-------- SUPPLIED DATA --------
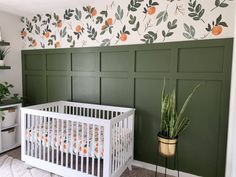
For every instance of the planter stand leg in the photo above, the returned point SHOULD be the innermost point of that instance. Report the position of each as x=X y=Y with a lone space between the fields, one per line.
x=177 y=157
x=165 y=165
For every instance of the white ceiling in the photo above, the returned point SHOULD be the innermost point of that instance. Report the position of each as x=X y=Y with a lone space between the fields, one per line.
x=26 y=7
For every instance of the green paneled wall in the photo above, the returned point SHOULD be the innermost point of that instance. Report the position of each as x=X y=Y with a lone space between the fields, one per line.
x=133 y=76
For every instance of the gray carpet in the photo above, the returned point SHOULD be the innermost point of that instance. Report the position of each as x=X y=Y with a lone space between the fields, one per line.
x=136 y=171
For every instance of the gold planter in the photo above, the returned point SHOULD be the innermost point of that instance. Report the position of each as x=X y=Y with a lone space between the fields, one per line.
x=167 y=147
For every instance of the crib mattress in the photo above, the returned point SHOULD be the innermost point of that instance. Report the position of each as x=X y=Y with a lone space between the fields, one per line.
x=83 y=143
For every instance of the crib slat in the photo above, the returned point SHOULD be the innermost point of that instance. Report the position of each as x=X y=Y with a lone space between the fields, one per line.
x=40 y=137
x=44 y=130
x=36 y=142
x=62 y=141
x=77 y=146
x=53 y=138
x=32 y=135
x=113 y=149
x=93 y=147
x=58 y=142
x=49 y=141
x=123 y=148
x=71 y=144
x=82 y=154
x=99 y=151
x=88 y=146
x=67 y=141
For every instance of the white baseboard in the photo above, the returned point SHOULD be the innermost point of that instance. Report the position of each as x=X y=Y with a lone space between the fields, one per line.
x=161 y=169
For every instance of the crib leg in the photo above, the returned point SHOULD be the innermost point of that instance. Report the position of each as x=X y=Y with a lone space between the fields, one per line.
x=130 y=167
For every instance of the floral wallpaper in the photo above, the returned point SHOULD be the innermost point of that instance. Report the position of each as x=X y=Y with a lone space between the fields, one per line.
x=129 y=22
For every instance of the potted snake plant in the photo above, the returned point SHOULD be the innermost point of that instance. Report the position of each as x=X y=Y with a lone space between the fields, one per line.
x=172 y=122
x=3 y=54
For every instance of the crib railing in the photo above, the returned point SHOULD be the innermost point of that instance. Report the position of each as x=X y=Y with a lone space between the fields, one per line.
x=78 y=139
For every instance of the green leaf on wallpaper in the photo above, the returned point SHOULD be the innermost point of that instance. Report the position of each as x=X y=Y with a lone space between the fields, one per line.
x=186 y=35
x=69 y=38
x=223 y=24
x=22 y=19
x=29 y=26
x=119 y=14
x=186 y=27
x=105 y=42
x=162 y=16
x=104 y=12
x=73 y=44
x=149 y=38
x=217 y=2
x=68 y=14
x=56 y=17
x=50 y=42
x=78 y=14
x=39 y=17
x=136 y=27
x=222 y=4
x=63 y=32
x=196 y=11
x=170 y=25
x=132 y=19
x=42 y=45
x=92 y=33
x=53 y=36
x=99 y=19
x=190 y=31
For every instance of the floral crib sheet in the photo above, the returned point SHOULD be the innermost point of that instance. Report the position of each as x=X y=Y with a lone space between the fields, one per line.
x=87 y=144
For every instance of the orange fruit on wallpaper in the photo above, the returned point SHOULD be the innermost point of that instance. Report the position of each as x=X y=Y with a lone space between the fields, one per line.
x=47 y=34
x=57 y=44
x=151 y=10
x=78 y=28
x=216 y=30
x=123 y=37
x=94 y=12
x=109 y=21
x=24 y=33
x=59 y=24
x=104 y=27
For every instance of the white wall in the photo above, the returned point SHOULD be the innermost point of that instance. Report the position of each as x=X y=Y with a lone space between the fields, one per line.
x=11 y=26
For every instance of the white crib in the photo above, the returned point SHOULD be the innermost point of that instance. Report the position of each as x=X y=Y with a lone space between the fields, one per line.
x=75 y=139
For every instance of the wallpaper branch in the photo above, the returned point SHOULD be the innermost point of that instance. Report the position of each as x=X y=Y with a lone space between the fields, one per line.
x=129 y=22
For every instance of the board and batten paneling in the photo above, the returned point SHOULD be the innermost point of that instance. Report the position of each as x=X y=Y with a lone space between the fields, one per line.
x=133 y=76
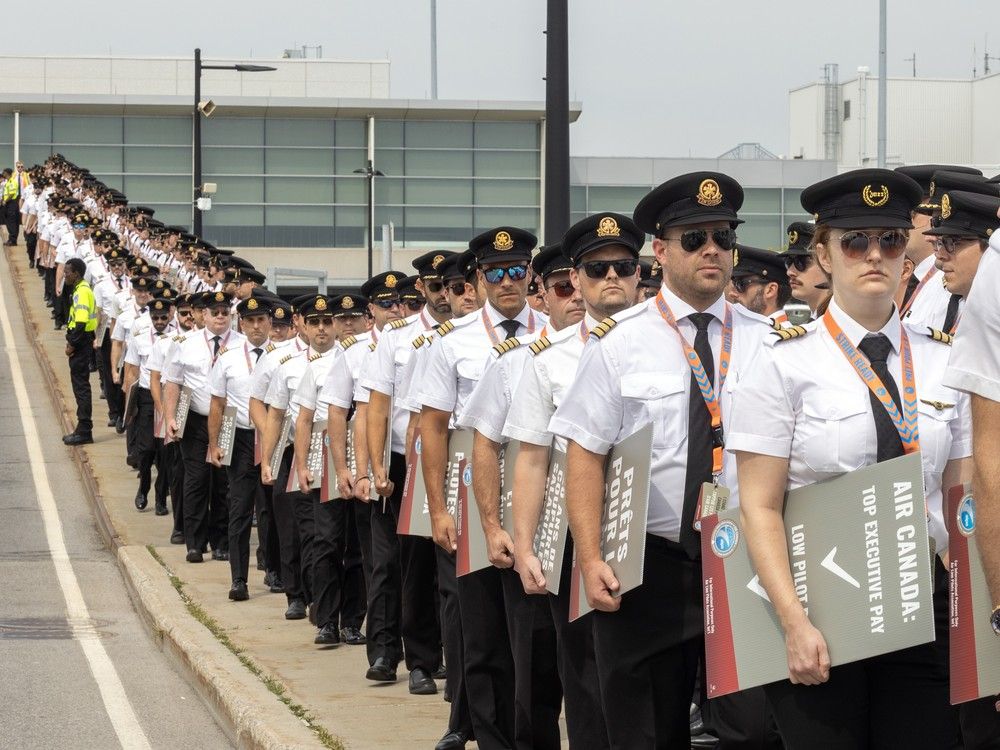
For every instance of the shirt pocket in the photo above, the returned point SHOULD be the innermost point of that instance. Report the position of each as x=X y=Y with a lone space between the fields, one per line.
x=837 y=431
x=659 y=398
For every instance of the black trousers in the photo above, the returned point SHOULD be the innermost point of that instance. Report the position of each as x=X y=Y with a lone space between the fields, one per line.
x=537 y=690
x=896 y=700
x=244 y=486
x=489 y=665
x=459 y=719
x=79 y=376
x=577 y=665
x=648 y=652
x=206 y=513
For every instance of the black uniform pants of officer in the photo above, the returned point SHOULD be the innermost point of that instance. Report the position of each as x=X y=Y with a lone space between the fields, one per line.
x=489 y=665
x=79 y=376
x=585 y=726
x=244 y=486
x=206 y=513
x=648 y=651
x=896 y=700
x=459 y=718
x=296 y=531
x=537 y=691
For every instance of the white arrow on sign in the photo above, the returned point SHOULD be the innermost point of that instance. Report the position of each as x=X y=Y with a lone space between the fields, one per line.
x=838 y=571
x=754 y=586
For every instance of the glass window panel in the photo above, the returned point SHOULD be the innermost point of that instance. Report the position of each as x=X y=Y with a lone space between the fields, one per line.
x=439 y=192
x=298 y=132
x=157 y=131
x=507 y=135
x=438 y=163
x=93 y=129
x=170 y=159
x=507 y=164
x=232 y=131
x=232 y=161
x=299 y=161
x=507 y=192
x=438 y=134
x=298 y=190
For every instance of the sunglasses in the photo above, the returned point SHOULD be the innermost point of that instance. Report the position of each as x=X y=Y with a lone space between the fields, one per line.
x=856 y=244
x=695 y=239
x=562 y=289
x=598 y=269
x=495 y=275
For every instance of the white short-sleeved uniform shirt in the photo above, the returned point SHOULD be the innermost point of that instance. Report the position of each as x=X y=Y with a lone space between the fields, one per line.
x=803 y=400
x=637 y=373
x=231 y=377
x=455 y=363
x=547 y=376
x=975 y=355
x=193 y=362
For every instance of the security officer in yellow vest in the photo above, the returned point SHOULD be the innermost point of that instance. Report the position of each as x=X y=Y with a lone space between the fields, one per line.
x=80 y=329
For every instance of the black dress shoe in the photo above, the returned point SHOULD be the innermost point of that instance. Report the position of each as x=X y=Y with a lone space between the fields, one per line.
x=381 y=671
x=296 y=610
x=353 y=636
x=452 y=741
x=327 y=636
x=238 y=592
x=421 y=682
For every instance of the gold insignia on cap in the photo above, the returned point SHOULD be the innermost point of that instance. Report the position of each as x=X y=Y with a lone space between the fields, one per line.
x=608 y=227
x=709 y=193
x=875 y=197
x=503 y=241
x=945 y=206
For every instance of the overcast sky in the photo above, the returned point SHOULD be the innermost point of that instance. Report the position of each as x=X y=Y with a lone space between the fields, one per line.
x=655 y=77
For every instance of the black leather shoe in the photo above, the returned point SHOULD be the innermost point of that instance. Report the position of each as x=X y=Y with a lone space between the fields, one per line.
x=381 y=671
x=238 y=592
x=353 y=636
x=421 y=683
x=296 y=610
x=327 y=636
x=452 y=741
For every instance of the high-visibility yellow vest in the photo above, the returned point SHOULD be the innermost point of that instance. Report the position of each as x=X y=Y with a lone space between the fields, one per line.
x=84 y=312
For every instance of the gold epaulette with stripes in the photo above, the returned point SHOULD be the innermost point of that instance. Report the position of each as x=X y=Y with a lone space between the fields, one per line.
x=540 y=345
x=505 y=346
x=602 y=328
x=939 y=336
x=786 y=334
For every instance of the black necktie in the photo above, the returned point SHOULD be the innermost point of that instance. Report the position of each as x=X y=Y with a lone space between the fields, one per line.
x=877 y=347
x=699 y=460
x=952 y=314
x=511 y=327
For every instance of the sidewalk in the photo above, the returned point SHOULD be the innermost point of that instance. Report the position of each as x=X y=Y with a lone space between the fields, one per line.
x=328 y=686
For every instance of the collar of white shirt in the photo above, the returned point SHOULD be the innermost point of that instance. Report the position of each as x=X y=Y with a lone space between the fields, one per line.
x=855 y=332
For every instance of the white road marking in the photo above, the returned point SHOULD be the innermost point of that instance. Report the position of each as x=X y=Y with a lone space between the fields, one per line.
x=116 y=702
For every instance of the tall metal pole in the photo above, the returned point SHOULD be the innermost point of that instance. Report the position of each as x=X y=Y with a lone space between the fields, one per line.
x=556 y=121
x=196 y=172
x=882 y=82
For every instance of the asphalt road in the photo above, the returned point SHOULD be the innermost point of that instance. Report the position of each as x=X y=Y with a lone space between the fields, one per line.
x=77 y=667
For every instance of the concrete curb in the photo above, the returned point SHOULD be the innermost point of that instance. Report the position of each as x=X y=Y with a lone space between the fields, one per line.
x=250 y=715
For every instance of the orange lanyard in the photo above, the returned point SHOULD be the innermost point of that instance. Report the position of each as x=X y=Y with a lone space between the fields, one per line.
x=708 y=392
x=906 y=423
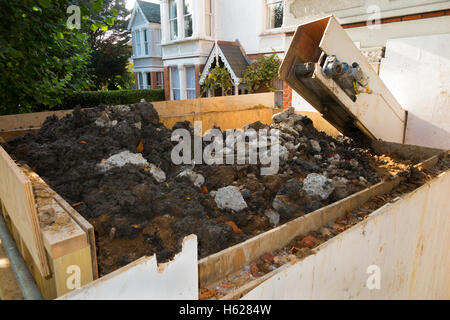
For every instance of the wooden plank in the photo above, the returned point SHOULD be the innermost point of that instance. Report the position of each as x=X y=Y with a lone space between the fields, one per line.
x=46 y=285
x=219 y=265
x=77 y=264
x=9 y=287
x=61 y=233
x=17 y=196
x=86 y=226
x=28 y=120
x=146 y=279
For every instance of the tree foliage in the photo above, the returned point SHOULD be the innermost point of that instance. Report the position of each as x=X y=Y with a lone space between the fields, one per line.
x=217 y=78
x=41 y=59
x=111 y=51
x=260 y=74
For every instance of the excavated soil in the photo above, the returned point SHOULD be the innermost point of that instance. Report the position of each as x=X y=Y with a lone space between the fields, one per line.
x=135 y=215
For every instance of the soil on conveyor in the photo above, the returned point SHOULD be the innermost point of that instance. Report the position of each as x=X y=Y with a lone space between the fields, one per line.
x=136 y=213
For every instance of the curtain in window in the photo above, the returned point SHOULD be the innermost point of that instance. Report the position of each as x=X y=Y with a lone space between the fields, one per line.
x=190 y=82
x=275 y=10
x=173 y=19
x=188 y=30
x=140 y=81
x=175 y=79
x=138 y=42
x=208 y=17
--------
> PROBLEM DESCRIPTION: Rewrite the entries as a JSON list of strings, one string per line with blank lines left out, starting at the beginning of the entries and ending at the line that contains "x=136 y=171", that line included. Leave the pictures out.

> SOLUTION:
[
  "For every instance of the planter stand leg in the photo above, the returned point SHOULD be the innermost point of that instance. Report the position of each as x=X y=Y with a lone space between the fields, one per line.",
  "x=177 y=157",
  "x=165 y=165",
  "For every instance of the white ceiling in the photo above, the returned point SHOULD be the innermost point of that instance. Report the position of each as x=X y=Y with a lone space between the fields, one per line.",
  "x=26 y=7",
  "For every instance of the green paneled wall in the photo above, the returned point SHOULD be the innermost point of that instance. Report the position of each as x=X y=Y with a lone space between the fields, one per line.",
  "x=133 y=76",
  "For every instance of the gray carpet in the photo above, the returned point SHOULD be the innermost point of that instance. Report the position of each as x=X y=Y with a lone space between the fields, one per line.",
  "x=136 y=171"
]